What is needed: Reproduce all of the records below word for word, leaving out the pictures.

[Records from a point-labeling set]
****************************************
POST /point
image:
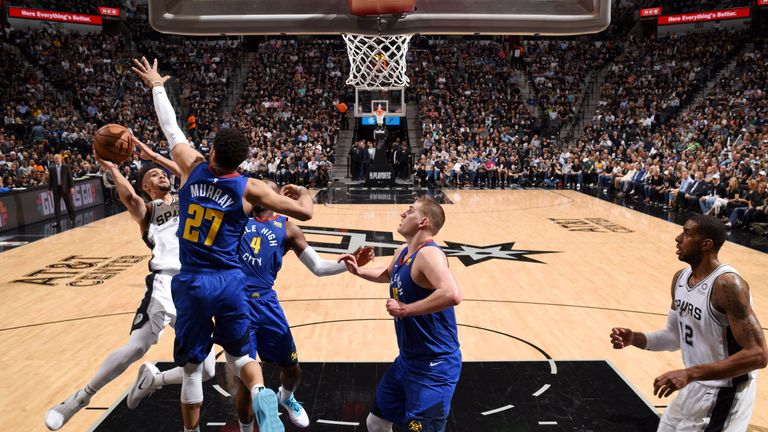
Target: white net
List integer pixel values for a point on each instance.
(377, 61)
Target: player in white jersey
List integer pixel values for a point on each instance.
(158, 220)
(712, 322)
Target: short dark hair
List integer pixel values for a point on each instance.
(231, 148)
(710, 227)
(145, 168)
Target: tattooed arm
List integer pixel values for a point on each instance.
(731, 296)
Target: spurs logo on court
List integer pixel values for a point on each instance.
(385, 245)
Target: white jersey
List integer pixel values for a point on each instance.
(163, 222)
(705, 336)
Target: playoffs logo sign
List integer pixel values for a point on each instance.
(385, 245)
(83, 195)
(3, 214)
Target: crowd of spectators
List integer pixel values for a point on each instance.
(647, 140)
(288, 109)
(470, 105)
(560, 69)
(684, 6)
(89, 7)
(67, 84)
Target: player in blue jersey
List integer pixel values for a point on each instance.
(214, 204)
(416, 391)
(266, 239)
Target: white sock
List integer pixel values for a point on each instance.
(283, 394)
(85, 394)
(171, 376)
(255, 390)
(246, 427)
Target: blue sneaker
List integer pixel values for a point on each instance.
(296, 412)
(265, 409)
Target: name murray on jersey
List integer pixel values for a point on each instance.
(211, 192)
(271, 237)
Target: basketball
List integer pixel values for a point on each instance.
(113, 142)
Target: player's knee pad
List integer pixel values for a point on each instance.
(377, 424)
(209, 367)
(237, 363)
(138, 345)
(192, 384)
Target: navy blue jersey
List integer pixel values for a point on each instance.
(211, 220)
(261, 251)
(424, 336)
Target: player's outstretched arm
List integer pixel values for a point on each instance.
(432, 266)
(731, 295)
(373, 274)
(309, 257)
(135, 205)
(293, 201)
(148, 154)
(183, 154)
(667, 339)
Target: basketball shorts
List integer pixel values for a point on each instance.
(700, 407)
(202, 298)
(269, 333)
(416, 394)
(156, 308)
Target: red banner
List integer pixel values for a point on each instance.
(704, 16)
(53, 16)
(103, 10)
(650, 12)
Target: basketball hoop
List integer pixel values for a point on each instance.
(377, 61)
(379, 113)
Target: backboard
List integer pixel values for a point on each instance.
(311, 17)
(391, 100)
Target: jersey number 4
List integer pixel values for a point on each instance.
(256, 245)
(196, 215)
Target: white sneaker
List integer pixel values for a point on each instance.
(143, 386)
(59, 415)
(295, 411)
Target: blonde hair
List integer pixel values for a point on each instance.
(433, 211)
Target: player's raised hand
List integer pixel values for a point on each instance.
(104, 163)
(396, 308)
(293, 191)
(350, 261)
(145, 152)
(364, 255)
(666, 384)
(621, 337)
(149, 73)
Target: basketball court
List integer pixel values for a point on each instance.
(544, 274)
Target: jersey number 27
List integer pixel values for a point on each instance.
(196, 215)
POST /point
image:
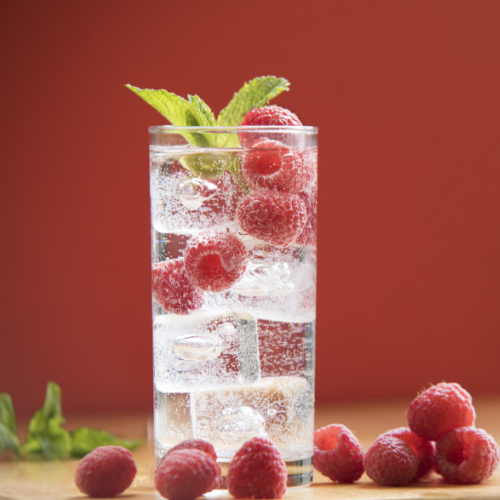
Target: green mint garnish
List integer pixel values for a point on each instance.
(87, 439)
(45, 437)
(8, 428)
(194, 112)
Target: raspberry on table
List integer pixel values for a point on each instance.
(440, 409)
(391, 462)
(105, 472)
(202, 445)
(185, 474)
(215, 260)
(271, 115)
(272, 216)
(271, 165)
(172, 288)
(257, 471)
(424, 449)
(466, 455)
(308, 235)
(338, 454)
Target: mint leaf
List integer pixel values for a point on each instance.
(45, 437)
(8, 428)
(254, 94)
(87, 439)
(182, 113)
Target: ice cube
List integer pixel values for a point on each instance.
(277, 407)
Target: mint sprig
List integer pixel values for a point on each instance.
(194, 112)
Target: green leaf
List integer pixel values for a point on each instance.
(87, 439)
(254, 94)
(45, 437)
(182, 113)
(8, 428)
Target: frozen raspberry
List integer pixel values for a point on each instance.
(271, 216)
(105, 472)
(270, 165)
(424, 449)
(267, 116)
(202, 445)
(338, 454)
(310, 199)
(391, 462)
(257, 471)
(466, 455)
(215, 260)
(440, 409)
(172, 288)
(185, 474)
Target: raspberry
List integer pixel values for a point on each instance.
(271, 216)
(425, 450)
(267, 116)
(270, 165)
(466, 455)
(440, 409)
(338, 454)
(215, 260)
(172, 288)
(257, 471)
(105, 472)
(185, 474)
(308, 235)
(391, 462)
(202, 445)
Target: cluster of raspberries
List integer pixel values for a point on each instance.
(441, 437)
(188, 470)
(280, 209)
****************************************
Response to this exercise:
POST /point
image:
Target: white net
List integer pixel values for a point on each instance.
(377, 61)
Target: player in white jersey
List integer pixel values for a point on each instance.
(158, 220)
(712, 322)
Target: short dark hair
List integer pixel values for a point on each instance.
(231, 148)
(710, 227)
(145, 168)
Target: tattooed arm
List integer pixel values for a point on each instance.
(731, 296)
Target: spurs logo on court
List integer pixel values for a point on each instance.
(385, 245)
Target: white jersey
List integer pixel values for a point on each instance.
(163, 222)
(705, 336)
Target: playoffs logo sign
List integer pixel values for a point on each instance.
(385, 245)
(83, 195)
(3, 214)
Target: crowd of spectators
List integer pixel values for a point on each instance.
(647, 140)
(288, 109)
(470, 105)
(560, 69)
(684, 6)
(89, 7)
(67, 84)
Target: player in blue jersey
List integer pixel values for a point on each instance.
(214, 204)
(416, 391)
(266, 239)
Target: white sock
List integer pixel values for a point on each instance.
(283, 394)
(85, 394)
(171, 376)
(255, 390)
(246, 427)
Target: blue sneaker
List integer pixel values for a point on each instance.
(296, 412)
(265, 409)
Target: name murray on jersey
List integer pixel values for a point on each instance.
(211, 192)
(271, 237)
Target: basketball
List integer pixel values for a point on each instance.
(113, 142)
Target: player's knee pad
List integer pixel values for a point on each instance.
(377, 424)
(209, 367)
(237, 363)
(138, 345)
(192, 384)
Target: navy blue jersey
List integer pixel values for a point on each instance.
(211, 220)
(261, 251)
(424, 336)
Target: player's outstretched arm
List integer pixel values for a point on each instance.
(432, 266)
(731, 295)
(373, 274)
(309, 257)
(135, 205)
(293, 201)
(148, 154)
(183, 154)
(667, 339)
Target: basketball shorts
List integer pixel values for a point on each instance.
(700, 407)
(202, 298)
(269, 333)
(416, 394)
(156, 308)
Target: red banner
List integer pixel values for a point on each instance.
(704, 16)
(53, 16)
(103, 10)
(650, 12)
Target: basketball hoop
List integer pixel values for a point on each instance.
(377, 61)
(379, 113)
Target: backboard
List integer pixel values for a point on each instance.
(311, 17)
(391, 100)
Target: jersey number 4
List integer pixel values for a point on each instance.
(256, 245)
(196, 215)
Target: white sneaker
List integer pixel values for a point on each instance.
(143, 386)
(59, 415)
(295, 411)
Target: blonde hair
List integer pixel values for a point on each instance.
(433, 211)
Target: player's raised hand
List integer pixel values for a point on each instance.
(104, 163)
(396, 308)
(293, 191)
(350, 261)
(145, 152)
(364, 255)
(666, 384)
(621, 337)
(149, 73)
Target: basketball court
List integer pixel values for a point on each instance.
(544, 274)
Target: jersey number 27
List integer pixel values for a point on each instance.
(196, 215)
POST /point
image:
Target: green mint garnish
List integer pixel values for a point on each instance.
(87, 439)
(45, 437)
(8, 428)
(194, 112)
Target: raspberry on table
List integer pixel values for a point on each instance.
(440, 409)
(391, 462)
(105, 472)
(202, 445)
(185, 474)
(215, 260)
(271, 115)
(272, 216)
(271, 165)
(172, 288)
(257, 471)
(424, 449)
(466, 455)
(308, 235)
(338, 454)
Target: mint leaf
List integer pixel values for a point on each instance.
(45, 437)
(8, 428)
(254, 94)
(87, 439)
(182, 113)
Target: ice cube
List integer pixel values for a point on each instance.
(277, 407)
Target: mint sprig
List integer pixel values for a point on each instance.
(194, 112)
Target: green leaf
List integer pixel values for a point on each instance.
(87, 439)
(254, 94)
(45, 437)
(182, 113)
(8, 428)
Target: frozen raspberry
List integer pixel values for a point on each instance.
(271, 216)
(105, 472)
(270, 165)
(424, 449)
(267, 116)
(202, 445)
(338, 454)
(310, 199)
(391, 462)
(257, 471)
(466, 455)
(215, 260)
(440, 409)
(172, 288)
(185, 474)
Target: raspberry
List integer pixel values for a point on each instance.
(271, 216)
(425, 450)
(267, 116)
(270, 165)
(466, 455)
(440, 409)
(338, 454)
(215, 260)
(172, 288)
(257, 471)
(105, 472)
(185, 474)
(308, 235)
(391, 462)
(202, 445)
Target: cluster of raspberries
List integer pixel values for a point on each instance.
(441, 437)
(188, 470)
(280, 209)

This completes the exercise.